• ACTIVITIES
• A. Please summarize the cocaine news extract in two sentences.
• B. Turn the paragraph of the cocaine news extract that begins "The cases include an ear" into a short bulleted list that keeps its main facts.
• C. Based on the cocaine news extract, state whether each statement is true, answering yes or no and quoting the words that settle it: (i) Dr. Barry Zevin works at the Tom Waddell Health Center. (ii) Zevin has seen more cases of dead skin than of skin ulcers. (iii) Dr. Noah Craft works at the Tom Waddell Health Center.

• PAGE EXTRACT

##############################

SAN FRANCISCO (CBS 5) — The so-called addiction of the 1980s is again thriving three decades later. But modern day cocaine is packing more than an instant high; it’s eating the skin of some users alive.
“The body is eating away at itself. It’s actually from the inside out,” said Dr. Barry Zevin, internist and addiction specialist at San Francisco’s Tom Waddell Health Center.
Over the past year and a half, Zevin said, “I’ve seen three or four patients where I said this is definitely a case.”
The cases include an ear, a nose tip, an arm, even on the chest, turning purple then black where the skin and flesh suddenly died. But Zevin said he’s seen more people with skin ulcers and low white blood cell counts.
Dr. Noah Craft of UCLA-based LA BioMed has called it a potential public health epidemic.

##############################

• DATA PROVIDED
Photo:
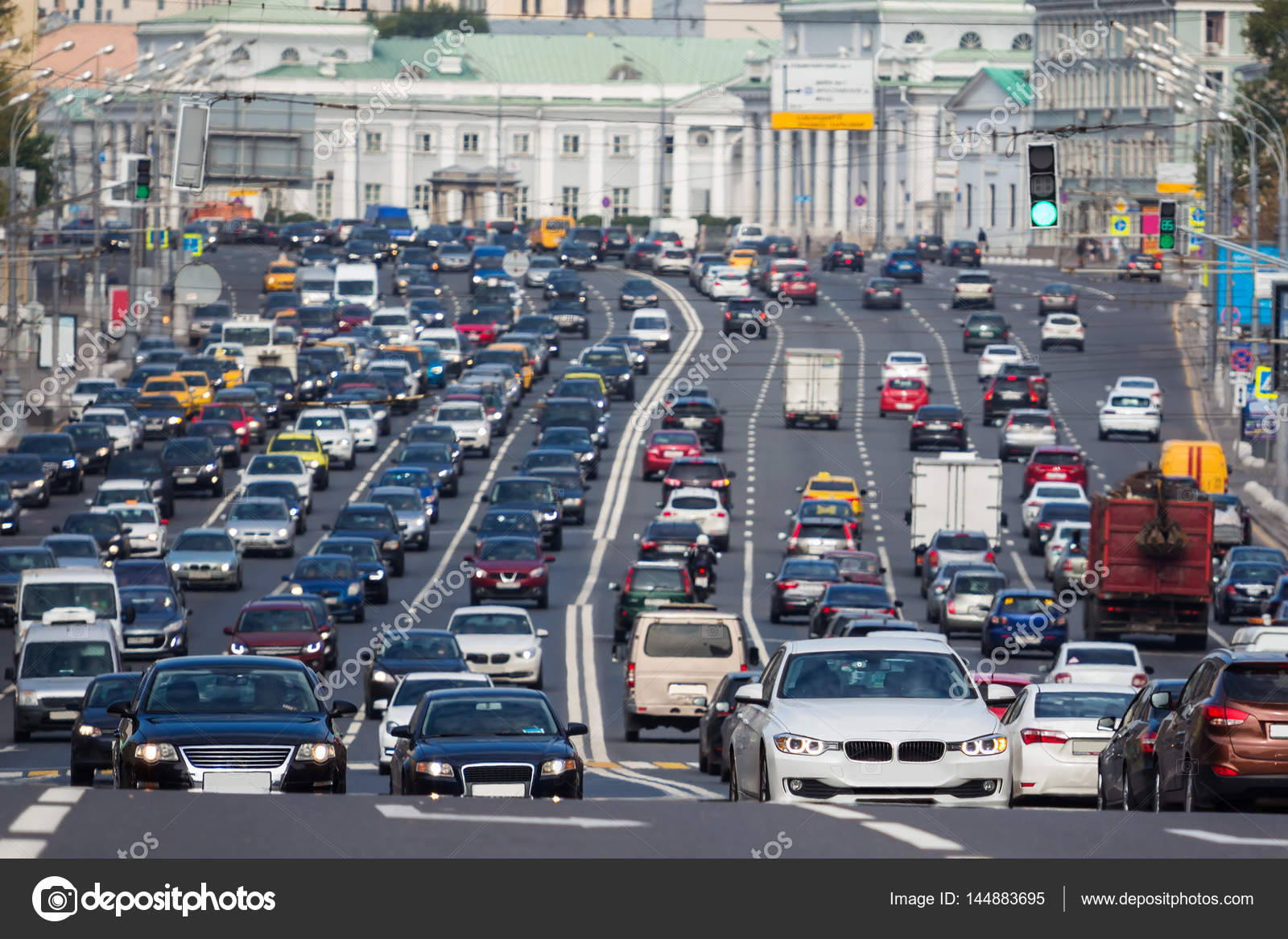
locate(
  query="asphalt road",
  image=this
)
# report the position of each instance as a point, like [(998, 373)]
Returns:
[(1129, 332)]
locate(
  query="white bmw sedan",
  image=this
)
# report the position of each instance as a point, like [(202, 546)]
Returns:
[(888, 716)]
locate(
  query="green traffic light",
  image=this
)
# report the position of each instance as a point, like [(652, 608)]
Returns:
[(1043, 214)]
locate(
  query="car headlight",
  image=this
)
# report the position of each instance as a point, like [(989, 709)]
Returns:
[(156, 752), (795, 745), (315, 752), (435, 768), (993, 745)]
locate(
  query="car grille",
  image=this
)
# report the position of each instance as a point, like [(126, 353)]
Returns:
[(499, 773), (236, 756), (921, 752)]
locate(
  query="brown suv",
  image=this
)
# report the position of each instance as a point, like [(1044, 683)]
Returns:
[(1228, 739)]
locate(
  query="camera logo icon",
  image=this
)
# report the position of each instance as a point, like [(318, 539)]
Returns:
[(55, 900)]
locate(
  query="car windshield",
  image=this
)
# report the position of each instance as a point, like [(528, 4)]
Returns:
[(66, 660), (1088, 705), (877, 674)]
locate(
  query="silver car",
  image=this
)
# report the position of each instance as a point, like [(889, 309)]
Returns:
[(1023, 430)]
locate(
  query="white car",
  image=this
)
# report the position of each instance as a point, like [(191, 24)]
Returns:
[(906, 364), (1127, 411), (332, 426), (1064, 330), (118, 424), (654, 329), (996, 356), (87, 393), (1060, 536), (500, 642), (411, 688), (270, 467), (469, 420), (147, 529), (867, 719), (1055, 735), (362, 424), (702, 506), (1101, 664), (1041, 493)]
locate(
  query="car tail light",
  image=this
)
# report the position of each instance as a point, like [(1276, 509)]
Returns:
[(1221, 715), (1032, 735)]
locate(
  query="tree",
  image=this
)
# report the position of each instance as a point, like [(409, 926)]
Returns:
[(431, 21)]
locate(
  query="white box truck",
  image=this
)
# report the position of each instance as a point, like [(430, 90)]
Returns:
[(811, 388), (953, 491)]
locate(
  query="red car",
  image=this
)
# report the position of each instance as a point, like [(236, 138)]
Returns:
[(232, 414), (665, 446), (858, 567), (1055, 465), (800, 287), (285, 629), (903, 396), (512, 567)]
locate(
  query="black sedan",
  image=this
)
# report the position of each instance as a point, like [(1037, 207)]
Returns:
[(221, 723), (942, 426), (1126, 768), (486, 742), (401, 652)]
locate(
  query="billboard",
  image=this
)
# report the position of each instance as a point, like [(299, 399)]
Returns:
[(822, 94)]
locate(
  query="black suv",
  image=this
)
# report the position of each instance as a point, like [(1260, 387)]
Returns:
[(192, 463)]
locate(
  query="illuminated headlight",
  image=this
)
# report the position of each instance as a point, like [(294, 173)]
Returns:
[(796, 745), (992, 745), (156, 752), (435, 768), (317, 752)]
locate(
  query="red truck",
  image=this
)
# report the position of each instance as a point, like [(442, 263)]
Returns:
[(1144, 591)]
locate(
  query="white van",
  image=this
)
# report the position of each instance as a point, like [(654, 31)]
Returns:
[(357, 283), (57, 596)]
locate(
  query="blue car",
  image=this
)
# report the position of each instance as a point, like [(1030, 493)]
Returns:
[(418, 478), (903, 266), (335, 579), (365, 554), (1023, 620)]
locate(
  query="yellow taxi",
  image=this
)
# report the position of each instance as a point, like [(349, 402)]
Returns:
[(307, 446), (173, 385), (280, 276), (199, 385), (826, 486)]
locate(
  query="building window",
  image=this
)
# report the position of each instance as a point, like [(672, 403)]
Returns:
[(621, 203), (571, 200)]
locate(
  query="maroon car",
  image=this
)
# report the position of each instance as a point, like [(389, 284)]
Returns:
[(281, 628), (858, 567), (512, 567)]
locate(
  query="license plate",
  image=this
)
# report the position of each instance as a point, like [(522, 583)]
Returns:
[(236, 782), (504, 790)]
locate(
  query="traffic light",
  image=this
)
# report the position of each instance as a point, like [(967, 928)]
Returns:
[(1167, 225), (142, 180), (1043, 187)]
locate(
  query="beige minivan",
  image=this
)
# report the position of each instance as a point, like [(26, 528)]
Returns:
[(678, 653)]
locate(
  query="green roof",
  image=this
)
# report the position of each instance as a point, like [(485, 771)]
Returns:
[(557, 60)]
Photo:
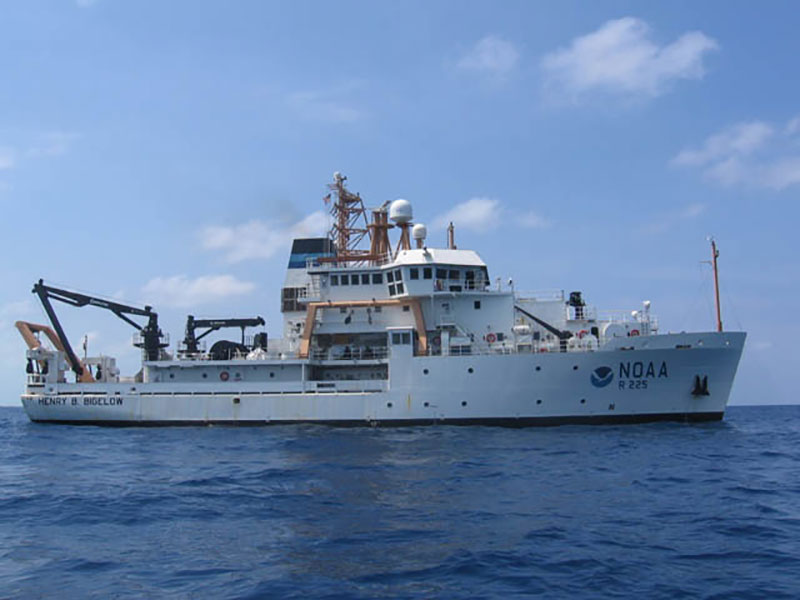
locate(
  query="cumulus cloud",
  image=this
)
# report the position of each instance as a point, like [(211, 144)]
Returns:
[(476, 214), (490, 56), (51, 143), (667, 221), (755, 153), (334, 105), (533, 220), (181, 291), (260, 239), (620, 58)]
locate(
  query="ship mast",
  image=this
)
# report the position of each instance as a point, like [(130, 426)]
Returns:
[(347, 230), (714, 256)]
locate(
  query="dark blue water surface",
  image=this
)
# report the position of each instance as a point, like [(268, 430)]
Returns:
[(635, 511)]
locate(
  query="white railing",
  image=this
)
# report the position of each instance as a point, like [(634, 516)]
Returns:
[(36, 379), (357, 353)]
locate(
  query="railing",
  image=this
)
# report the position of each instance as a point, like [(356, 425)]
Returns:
[(36, 379), (357, 353)]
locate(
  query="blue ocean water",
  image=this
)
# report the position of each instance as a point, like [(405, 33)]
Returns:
[(635, 511)]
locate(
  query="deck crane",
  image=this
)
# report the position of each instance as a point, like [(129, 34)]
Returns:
[(190, 342), (151, 339)]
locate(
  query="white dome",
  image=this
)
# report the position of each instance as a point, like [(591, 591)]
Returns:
[(400, 211)]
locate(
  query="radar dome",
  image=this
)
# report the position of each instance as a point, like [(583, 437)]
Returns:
[(400, 211)]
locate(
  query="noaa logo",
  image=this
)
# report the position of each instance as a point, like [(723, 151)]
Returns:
[(602, 376)]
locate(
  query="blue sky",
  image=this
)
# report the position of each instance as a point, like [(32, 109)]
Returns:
[(167, 152)]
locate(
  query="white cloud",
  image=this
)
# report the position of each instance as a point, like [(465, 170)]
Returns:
[(476, 214), (330, 106), (667, 221), (260, 239), (8, 158), (533, 220), (53, 143), (490, 56), (620, 58), (735, 141), (755, 154), (181, 291)]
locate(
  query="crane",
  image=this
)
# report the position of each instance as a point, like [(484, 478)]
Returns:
[(151, 341)]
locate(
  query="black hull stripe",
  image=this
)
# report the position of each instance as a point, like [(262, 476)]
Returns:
[(491, 421)]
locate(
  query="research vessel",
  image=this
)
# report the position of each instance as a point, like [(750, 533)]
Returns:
[(378, 333)]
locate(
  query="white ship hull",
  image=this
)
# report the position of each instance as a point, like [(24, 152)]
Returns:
[(651, 378)]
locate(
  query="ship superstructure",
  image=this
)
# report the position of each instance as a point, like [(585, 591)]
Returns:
[(376, 333)]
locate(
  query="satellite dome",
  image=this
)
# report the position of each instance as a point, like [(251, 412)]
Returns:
[(400, 211)]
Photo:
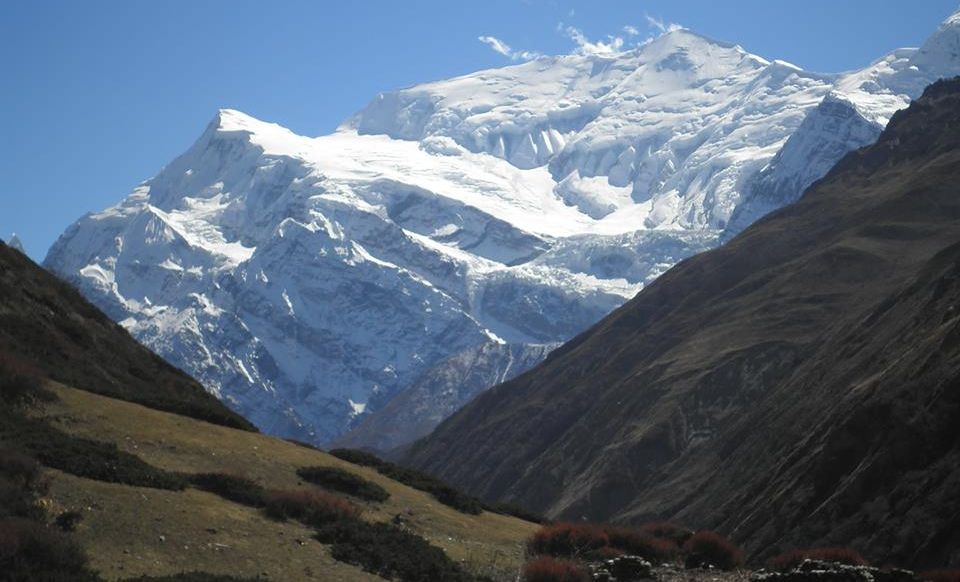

##############################

• ANSWERS FOR THIS EXERCISE
• A. Cocaine, the so-called addiction of the 1980s, is thriving again three decades later, and modern cocaine is eating the skin of some users alive. Dr. Barry Zevin of San Francisco's Tom Waddell Health Center has seen three or four definite cases over the past year and a half, and Dr. Noah Craft of LA BioMed has called it a potential public health epidemic.

• B.
- Cases have affected an ear, a nose tip, an arm and even the chest.
- The skin and flesh suddenly died, turning purple and then black.
- Zevin has seen more people with skin ulcers and low white blood cell counts.

• C.
(i) Yes: "internist and addiction specialist at San Francisco’s Tom Waddell Health Center"
(ii) No: "he’s seen more people with skin ulcers and low white blood cell counts"
(iii) No: "Dr. Noah Craft of UCLA-based LA BioMed"